§ The task
Once you reach the line containing "Target = gray baseball pant" in the entries below, write out that line and each one after it down to the line containing "Target = baseball pitcher", exactly and with nothing added.

........

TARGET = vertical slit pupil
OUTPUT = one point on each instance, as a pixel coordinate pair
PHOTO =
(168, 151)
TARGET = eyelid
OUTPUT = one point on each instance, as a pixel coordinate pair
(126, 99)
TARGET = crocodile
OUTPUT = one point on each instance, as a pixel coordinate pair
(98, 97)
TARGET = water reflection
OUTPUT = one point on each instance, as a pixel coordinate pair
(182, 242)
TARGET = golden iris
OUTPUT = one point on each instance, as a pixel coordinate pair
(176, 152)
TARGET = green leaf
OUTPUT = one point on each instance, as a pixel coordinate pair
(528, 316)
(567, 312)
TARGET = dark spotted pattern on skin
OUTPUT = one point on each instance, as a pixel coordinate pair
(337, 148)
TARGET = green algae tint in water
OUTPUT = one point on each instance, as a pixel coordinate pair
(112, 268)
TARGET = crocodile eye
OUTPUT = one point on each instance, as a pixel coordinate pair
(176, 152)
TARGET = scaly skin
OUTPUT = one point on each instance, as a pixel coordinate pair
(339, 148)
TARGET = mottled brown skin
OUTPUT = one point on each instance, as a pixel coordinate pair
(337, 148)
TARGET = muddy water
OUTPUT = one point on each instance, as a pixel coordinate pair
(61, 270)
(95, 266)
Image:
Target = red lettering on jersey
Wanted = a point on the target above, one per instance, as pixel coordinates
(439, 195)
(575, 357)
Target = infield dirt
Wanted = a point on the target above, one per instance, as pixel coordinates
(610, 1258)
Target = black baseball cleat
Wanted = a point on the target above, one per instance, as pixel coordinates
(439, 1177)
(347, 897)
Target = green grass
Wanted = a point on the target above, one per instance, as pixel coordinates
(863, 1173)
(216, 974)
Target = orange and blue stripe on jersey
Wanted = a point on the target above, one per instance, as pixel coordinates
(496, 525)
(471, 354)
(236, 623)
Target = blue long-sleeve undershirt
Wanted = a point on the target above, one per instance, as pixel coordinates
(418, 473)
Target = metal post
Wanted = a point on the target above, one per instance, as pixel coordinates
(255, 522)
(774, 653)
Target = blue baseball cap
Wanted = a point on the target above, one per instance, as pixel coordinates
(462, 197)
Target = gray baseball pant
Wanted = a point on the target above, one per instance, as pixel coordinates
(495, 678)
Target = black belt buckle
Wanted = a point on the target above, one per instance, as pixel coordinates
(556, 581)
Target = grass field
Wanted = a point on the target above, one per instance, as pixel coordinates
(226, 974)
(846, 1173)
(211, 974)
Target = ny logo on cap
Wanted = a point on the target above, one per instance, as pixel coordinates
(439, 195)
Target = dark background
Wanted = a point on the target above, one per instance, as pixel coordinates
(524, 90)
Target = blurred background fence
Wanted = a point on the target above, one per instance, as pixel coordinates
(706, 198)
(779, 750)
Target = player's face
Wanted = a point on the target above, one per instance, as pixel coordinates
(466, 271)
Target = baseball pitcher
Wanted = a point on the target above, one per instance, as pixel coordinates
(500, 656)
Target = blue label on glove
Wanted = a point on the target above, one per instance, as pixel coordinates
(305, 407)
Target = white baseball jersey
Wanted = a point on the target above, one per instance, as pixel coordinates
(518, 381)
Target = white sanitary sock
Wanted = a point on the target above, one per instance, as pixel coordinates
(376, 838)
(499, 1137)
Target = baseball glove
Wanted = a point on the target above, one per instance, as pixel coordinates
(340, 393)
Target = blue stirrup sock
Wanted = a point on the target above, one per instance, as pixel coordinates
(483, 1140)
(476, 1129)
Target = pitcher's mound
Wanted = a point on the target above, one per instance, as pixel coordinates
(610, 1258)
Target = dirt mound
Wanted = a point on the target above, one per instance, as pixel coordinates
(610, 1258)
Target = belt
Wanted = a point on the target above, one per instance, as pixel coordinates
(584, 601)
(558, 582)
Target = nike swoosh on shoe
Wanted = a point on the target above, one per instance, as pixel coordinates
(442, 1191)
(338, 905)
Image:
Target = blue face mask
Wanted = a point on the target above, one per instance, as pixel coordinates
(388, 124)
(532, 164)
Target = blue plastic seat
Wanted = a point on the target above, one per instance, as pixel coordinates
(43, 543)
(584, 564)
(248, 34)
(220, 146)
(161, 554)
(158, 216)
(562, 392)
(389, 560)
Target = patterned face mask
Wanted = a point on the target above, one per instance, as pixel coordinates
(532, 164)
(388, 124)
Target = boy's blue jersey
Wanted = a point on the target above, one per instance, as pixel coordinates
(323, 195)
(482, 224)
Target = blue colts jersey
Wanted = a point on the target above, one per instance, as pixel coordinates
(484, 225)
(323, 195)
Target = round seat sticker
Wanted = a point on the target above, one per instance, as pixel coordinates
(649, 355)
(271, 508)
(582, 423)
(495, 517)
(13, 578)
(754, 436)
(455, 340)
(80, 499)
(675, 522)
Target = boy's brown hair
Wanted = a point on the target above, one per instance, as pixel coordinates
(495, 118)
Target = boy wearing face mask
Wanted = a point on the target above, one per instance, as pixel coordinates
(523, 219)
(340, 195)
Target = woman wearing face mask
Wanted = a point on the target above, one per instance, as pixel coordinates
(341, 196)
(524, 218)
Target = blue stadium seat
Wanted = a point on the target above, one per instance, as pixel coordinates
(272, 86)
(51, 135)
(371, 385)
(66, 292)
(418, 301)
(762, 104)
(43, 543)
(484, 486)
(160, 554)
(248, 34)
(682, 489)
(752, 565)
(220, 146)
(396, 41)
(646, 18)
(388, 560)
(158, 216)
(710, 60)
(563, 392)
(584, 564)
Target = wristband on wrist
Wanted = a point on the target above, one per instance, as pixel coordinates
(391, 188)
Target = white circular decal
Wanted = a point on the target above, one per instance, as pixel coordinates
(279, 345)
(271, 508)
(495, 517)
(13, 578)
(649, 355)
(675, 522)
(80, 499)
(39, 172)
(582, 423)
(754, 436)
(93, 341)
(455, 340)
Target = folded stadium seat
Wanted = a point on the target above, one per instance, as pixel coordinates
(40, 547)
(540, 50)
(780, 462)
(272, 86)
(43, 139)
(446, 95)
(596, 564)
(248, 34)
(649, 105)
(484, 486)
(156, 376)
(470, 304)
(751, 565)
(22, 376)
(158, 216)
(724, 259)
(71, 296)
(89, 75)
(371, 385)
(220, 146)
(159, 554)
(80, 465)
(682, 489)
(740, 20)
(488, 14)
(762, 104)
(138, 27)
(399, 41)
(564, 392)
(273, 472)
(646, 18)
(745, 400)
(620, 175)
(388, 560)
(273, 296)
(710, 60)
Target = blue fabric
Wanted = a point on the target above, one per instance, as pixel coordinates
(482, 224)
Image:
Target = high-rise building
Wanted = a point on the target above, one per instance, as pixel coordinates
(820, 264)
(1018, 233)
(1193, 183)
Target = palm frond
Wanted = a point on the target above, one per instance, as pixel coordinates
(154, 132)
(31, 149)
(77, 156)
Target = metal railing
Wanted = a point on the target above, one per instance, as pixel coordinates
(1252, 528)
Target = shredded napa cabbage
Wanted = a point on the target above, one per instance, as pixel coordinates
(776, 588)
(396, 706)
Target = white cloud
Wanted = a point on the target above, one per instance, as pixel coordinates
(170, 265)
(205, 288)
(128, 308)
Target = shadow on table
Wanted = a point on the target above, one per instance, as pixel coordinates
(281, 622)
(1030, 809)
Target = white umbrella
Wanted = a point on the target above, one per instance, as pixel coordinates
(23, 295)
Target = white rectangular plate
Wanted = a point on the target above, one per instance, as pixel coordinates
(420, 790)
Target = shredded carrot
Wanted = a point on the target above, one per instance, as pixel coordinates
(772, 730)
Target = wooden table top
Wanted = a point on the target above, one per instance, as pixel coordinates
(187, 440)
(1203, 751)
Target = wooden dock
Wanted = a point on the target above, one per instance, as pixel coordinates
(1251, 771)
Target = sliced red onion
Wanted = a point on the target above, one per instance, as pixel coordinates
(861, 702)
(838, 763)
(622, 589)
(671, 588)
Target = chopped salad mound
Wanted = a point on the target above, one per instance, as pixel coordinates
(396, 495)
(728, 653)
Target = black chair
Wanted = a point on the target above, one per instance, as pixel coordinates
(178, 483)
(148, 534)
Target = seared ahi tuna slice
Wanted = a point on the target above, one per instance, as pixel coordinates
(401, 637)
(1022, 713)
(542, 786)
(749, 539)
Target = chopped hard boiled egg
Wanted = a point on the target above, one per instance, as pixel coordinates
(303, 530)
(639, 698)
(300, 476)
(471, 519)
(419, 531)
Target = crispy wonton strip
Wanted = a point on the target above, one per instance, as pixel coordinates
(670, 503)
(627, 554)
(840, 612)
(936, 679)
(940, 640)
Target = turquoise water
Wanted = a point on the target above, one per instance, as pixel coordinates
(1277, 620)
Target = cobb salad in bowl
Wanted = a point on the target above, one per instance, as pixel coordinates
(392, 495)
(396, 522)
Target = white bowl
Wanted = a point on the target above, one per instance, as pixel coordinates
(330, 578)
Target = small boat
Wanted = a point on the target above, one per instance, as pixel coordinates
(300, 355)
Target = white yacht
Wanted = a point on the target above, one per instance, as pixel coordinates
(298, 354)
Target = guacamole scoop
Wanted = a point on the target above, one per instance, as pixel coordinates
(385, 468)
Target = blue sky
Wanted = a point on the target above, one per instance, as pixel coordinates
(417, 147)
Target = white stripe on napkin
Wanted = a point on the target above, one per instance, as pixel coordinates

........

§ Reply
Target = gray baseball pant
Wanted = a point on the target above, one per instance, as pixel coordinates
(495, 678)
Target = black belt buckle
Wanted = a point on the target above, one per instance, as pixel coordinates
(556, 581)
Target = grass field
Wanted = a point on the target above, one per instance, as pixel coordinates
(226, 974)
(846, 1173)
(211, 974)
Target = ny logo on cap
Wanted = a point on the target above, one per instance, as pixel coordinates
(439, 195)
Target = dark background
Wanted = a point on the target above, one per instance, as pixel coordinates
(524, 90)
Target = blurred background fence
Wanted = a point on the target above, one per instance, as pixel coordinates
(706, 198)
(779, 750)
Target = player's face
Wanted = a point on the target above, one per instance, as pixel coordinates
(466, 271)
Target = baseball pitcher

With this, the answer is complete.